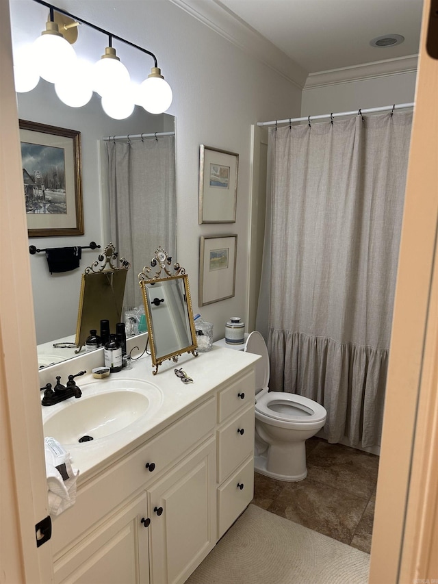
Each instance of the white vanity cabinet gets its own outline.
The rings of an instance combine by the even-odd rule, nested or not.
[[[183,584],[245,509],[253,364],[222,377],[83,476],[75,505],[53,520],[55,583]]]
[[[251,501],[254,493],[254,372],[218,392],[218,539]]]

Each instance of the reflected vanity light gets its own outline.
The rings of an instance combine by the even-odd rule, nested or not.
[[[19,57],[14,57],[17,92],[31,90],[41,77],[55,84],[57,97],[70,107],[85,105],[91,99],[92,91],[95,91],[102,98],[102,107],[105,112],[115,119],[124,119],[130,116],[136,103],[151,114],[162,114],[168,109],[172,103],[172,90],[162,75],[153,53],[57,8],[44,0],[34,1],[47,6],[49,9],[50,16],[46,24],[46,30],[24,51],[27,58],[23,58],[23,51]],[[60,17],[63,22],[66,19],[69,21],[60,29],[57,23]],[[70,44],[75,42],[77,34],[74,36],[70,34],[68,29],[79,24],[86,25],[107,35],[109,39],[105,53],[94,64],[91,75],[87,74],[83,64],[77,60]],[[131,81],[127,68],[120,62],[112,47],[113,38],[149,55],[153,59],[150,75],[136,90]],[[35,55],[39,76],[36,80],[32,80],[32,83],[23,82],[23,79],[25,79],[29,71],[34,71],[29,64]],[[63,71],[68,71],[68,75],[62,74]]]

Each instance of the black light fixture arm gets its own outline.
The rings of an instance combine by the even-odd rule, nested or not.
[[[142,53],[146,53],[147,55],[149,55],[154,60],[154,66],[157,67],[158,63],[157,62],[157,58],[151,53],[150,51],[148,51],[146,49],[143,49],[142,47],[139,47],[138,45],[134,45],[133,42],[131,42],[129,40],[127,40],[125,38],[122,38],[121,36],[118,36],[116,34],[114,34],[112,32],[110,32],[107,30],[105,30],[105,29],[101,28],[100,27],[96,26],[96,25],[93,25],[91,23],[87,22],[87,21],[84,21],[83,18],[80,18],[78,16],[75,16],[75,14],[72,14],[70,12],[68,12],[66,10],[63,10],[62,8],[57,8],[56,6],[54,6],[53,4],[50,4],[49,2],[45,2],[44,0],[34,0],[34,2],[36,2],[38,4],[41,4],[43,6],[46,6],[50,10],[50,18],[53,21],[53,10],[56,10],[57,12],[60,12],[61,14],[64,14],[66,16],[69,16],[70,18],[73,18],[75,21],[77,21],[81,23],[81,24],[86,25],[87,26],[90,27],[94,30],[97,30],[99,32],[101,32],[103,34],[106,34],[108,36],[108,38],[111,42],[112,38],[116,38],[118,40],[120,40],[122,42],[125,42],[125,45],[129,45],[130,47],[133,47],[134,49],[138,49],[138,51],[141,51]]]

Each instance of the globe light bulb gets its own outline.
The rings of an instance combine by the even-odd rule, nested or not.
################
## Task objective
Copy out every line of the records above word for word, leaving out the pictures.

## Task response
Each instance of the white vanity cabinet gets its own outline.
The rings of an instance combine by the even-odd rule, nested or not.
[[[183,584],[245,509],[253,364],[222,377],[83,476],[75,505],[53,520],[55,583]]]
[[[251,501],[254,493],[254,372],[218,392],[218,539]]]

Each instance of the reflected vanity light gets its own outline.
The rings of an instance combine by the even-odd rule, nested or not.
[[[19,57],[14,57],[17,92],[31,90],[41,77],[55,84],[57,97],[70,107],[85,105],[91,99],[92,91],[95,91],[102,98],[102,107],[105,112],[115,119],[124,119],[130,116],[136,103],[151,114],[162,114],[168,109],[172,103],[172,90],[162,75],[153,53],[57,8],[44,0],[34,1],[47,6],[49,9],[50,16],[46,24],[46,30],[24,51],[27,58],[23,58],[23,51]],[[60,17],[63,22],[66,19],[69,21],[60,29],[57,23]],[[70,44],[75,42],[77,34],[74,36],[70,34],[68,29],[79,24],[86,25],[107,35],[109,39],[105,53],[94,64],[91,75],[87,74],[83,64],[77,60]],[[131,81],[127,68],[120,62],[112,47],[113,38],[149,55],[153,59],[150,75],[136,90]],[[35,55],[39,76],[36,80],[32,80],[32,83],[23,82],[23,79],[25,79],[29,71],[34,71],[29,64]],[[63,71],[68,71],[68,75],[62,74]]]

Each instance of the black light fixture arm gets its own outline.
The rings of an instance combine by the even-odd rule, nested or not.
[[[142,53],[146,53],[147,55],[149,55],[154,60],[154,66],[157,67],[158,63],[157,62],[157,58],[151,53],[150,51],[148,51],[146,49],[143,49],[142,47],[139,47],[138,45],[134,45],[133,42],[131,42],[129,40],[127,40],[125,38],[122,38],[121,36],[118,36],[116,34],[114,34],[112,32],[110,32],[107,30],[105,30],[105,29],[101,28],[100,27],[96,26],[96,25],[93,25],[91,23],[87,22],[87,21],[84,21],[83,18],[80,18],[78,16],[75,16],[75,14],[72,14],[70,12],[68,12],[66,10],[63,10],[62,8],[57,8],[56,6],[54,6],[53,4],[50,4],[49,2],[45,2],[44,0],[34,0],[34,2],[36,2],[38,4],[41,4],[43,6],[46,6],[50,10],[50,18],[53,21],[53,10],[56,10],[57,12],[60,12],[61,14],[64,14],[66,16],[69,16],[70,18],[73,18],[75,21],[77,21],[81,23],[81,24],[86,25],[87,26],[90,27],[94,30],[97,30],[99,32],[101,32],[103,34],[106,34],[108,36],[108,38],[111,42],[112,38],[116,38],[118,40],[120,40],[122,42],[125,42],[125,45],[129,45],[130,47],[133,47],[134,49],[138,49],[138,51],[141,51]]]

Each instance of the globe light bulb gets its own outline.
The rings of an instance combine by the even-odd rule, nested or not.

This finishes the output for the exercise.